SET TASK
Output the lines below, keeping every character unchanged.

(Records from a dataset)
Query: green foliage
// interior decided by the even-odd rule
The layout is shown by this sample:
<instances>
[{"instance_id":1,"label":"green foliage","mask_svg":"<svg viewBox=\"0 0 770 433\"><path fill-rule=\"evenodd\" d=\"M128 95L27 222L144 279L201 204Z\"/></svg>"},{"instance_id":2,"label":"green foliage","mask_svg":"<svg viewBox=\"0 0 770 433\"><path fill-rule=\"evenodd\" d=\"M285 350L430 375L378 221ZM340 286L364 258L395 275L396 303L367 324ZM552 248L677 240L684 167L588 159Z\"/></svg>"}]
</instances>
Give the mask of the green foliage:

RESULT BELOW
Query: green foliage
// interior decided by the even-odd rule
The layout is shown by this sample:
<instances>
[{"instance_id":1,"label":"green foliage","mask_svg":"<svg viewBox=\"0 0 770 433\"><path fill-rule=\"evenodd\" d=\"M128 95L27 222L144 279L201 204Z\"/></svg>"},{"instance_id":2,"label":"green foliage","mask_svg":"<svg viewBox=\"0 0 770 433\"><path fill-rule=\"evenodd\" d=\"M285 350L430 375L378 221ZM340 286L364 258L395 275L396 303L367 324ZM552 248L677 240L684 167L588 159Z\"/></svg>"}]
</instances>
Give the mask of the green foliage:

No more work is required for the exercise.